■ **EXCERPT**

^^^^^^^^

SECTION 6.01 CONDITIONS TO OBLIGATIONS OF EACH PARTY UNDER THIS PURCHASE
AGREEMENT

The respective obligations of each Party to effect the Closing and the other
transactions contemplated herein shall be subject to the satisfaction at or
prior to the Closing of the following conditions, any or all of which may be
waived by agreement of Acquiror, on the one hand, and Company and the Company
Stockholders, on the other hand, in whole or in part, to the extent permitted by
applicable Law:

         (a) NO ORDER. No Governmental Entity or federal or state court of
competent jurisdiction shall have enacted, issued, promulgated, enforced or
entered any statute, rule, regulation, executive order, decree, judgment,
injunction or other order (whether temporary, preliminary or permanent), in any
case which is in effect and which prevents or prohibits consummation of the
transactions contemplated hereunder; PROVIDED, HOWEVER, that the Parties shall
use their reasonable best efforts to cause any such decree, judgment, injunction
or other order to be vacated or lifted; PROVIDED, FURTHER, that the failure to
obtain a required consent or approval of a Governmental Entity (other than that
specified in Section 6.01(b)) of this Purchase Agreement shall not form the
basis for an assertion that this condition is not satisfied.

         (b) HSR ACT. The applicable waiting period with respect to the
transactions contemplated hereby, together with any extensions thereof, under
the HSR Act shall have expired or been terminated.

^^^^^^^^

■ **TASKS TO CARRY OUT**
[1] Repeat the purchase agreement excerpt from "(b) HSR ACT." up to and including "or been terminated.".
[2] Under the HSR Act condition in the purchase agreement excerpt, what must have happened to the applicable waiting period?
[3] Resume the purchase agreement excerpt on closing conditions, picking up right after its last sentence.

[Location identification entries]
^^^^^^^^

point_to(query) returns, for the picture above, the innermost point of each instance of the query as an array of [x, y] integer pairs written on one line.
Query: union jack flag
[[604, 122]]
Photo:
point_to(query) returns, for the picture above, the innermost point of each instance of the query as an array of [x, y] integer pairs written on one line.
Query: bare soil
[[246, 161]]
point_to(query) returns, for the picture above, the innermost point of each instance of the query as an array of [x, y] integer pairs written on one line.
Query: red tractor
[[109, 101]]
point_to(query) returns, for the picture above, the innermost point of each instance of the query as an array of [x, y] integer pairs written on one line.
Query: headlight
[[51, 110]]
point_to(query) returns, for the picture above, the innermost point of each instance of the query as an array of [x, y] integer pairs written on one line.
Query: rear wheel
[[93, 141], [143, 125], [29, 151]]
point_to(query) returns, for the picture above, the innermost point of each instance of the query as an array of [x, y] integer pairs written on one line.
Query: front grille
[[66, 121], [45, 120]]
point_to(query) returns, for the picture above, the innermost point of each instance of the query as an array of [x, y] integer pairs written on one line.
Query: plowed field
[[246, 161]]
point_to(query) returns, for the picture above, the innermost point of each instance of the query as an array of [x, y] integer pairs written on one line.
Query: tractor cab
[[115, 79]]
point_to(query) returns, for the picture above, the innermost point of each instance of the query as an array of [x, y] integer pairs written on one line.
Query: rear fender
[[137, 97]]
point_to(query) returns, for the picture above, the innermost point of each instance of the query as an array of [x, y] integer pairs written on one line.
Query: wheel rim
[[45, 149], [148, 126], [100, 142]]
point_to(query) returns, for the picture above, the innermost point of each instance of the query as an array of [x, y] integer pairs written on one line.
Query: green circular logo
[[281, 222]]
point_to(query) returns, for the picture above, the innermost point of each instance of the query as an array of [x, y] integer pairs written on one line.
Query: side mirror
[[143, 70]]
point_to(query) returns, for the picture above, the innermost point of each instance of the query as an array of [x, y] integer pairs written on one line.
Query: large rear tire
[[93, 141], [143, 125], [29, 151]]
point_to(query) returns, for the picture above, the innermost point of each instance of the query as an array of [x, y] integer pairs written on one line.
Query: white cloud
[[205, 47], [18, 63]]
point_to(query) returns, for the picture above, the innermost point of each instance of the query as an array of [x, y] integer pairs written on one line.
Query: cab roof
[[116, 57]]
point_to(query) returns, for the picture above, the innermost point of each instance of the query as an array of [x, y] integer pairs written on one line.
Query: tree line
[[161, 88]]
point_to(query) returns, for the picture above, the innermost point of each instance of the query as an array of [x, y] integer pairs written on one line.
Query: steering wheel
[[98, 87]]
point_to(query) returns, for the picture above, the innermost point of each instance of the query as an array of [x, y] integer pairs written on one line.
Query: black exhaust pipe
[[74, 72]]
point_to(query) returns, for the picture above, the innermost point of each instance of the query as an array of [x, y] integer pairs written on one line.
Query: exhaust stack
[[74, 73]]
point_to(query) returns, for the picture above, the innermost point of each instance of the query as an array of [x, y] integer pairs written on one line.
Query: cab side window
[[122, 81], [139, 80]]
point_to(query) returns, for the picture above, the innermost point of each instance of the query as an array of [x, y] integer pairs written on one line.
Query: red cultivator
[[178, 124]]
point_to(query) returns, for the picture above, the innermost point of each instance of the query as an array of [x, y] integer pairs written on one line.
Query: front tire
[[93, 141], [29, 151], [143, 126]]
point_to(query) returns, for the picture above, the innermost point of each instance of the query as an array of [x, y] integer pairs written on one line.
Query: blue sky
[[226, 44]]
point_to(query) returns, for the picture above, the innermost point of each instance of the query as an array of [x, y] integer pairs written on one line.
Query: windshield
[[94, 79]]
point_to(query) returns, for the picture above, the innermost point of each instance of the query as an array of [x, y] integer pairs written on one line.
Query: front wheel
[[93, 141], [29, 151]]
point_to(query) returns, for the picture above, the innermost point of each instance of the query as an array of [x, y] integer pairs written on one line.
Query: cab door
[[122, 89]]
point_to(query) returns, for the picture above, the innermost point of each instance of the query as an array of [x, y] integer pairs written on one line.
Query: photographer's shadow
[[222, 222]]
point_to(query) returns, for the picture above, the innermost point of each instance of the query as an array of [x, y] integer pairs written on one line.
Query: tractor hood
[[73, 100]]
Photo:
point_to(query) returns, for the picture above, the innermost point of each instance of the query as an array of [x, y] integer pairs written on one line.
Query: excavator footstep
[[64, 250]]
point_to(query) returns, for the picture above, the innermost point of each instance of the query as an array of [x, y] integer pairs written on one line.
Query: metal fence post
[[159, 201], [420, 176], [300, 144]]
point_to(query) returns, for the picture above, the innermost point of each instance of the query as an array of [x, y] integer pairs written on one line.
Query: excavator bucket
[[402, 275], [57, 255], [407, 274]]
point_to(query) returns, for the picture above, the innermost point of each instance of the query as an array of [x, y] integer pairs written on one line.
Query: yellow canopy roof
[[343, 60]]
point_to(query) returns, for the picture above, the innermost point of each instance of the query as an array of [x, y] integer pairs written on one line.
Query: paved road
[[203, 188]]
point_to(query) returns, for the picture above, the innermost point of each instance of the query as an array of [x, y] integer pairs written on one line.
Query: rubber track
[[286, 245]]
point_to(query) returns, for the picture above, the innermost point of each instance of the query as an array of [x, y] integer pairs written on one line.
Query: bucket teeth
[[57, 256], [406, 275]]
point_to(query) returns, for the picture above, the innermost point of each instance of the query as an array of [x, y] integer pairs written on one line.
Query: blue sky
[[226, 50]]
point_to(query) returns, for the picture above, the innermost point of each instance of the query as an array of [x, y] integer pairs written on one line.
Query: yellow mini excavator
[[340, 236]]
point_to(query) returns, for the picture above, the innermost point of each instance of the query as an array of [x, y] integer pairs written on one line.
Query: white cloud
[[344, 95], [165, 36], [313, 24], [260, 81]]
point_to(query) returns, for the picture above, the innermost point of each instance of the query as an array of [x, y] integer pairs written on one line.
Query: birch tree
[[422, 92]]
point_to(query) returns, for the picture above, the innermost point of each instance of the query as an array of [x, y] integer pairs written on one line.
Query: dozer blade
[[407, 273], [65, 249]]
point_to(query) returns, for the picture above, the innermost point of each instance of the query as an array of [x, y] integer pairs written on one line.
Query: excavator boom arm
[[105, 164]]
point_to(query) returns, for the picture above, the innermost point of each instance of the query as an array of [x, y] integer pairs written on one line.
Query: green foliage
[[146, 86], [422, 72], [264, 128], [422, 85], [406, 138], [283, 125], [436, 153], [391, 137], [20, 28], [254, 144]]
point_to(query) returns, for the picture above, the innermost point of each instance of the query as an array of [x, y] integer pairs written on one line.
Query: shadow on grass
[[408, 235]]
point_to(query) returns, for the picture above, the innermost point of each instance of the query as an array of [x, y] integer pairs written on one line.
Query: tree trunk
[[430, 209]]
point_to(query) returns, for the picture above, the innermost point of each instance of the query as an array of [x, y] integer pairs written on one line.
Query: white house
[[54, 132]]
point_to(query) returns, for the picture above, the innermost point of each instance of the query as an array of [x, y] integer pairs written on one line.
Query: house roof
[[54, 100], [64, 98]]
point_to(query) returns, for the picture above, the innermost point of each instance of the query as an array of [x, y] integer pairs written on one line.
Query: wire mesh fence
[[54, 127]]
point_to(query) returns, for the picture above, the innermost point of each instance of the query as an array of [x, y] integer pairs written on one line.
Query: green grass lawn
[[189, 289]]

^^^^^^^^

■ **RESULTS BY TASK**
[1]
(b) HSR ACT. The applicable waiting period with respect to the
transactions contemplated hereby, together with any extensions thereof, under
the HSR Act shall have expired or been terminated.

[2] It, together with any extensions, must have expired or been terminated.

[3]
         (c) COMPANY SECURITIES. Except as set forth in the Company Disclosure
Letter, there shall be no other securities of Company outstanding that are
securities convertible into or exchangeable for Company Common Stock or any
other equity securities of Company and no

                                       31
<PAGE>

outstanding options, rights (preemptive or otherwise), or warrants to purchase
or to subscribe for any shares of such stock or other equity securities of
Company.

         (d) EXON-FLORIO; COGNIZANT AGENCY CONFIRMATION. (i) If an Exon-Florio
Notice shall have been filed as provided in Section 2.08(a), the thirty (30) day
notice period shall have expired or been earlier terminated without a
recommendation by CFIUS that a formal investigation of the transactions
contemplated hereunder be commenced; or (ii) if an Exon-Florio Notice shall not
have been filed as provided in Section 2.08(a), confirmation shall have been
obtained from the Cognizant Agencies that they will not recommend that the
Company's security clearances be revoked, suspended or downgraded as a result of
the transactions contemplated hereunder, PROVIDED that if all such confirmations
are not obtained by June 15, 2000, Acquiror shall consider, in good faith,
whether to waive this condition with respect to agencies with which the Company
has contracts or subcontracts that Acquiror does not consider to be material to
the business of the Company.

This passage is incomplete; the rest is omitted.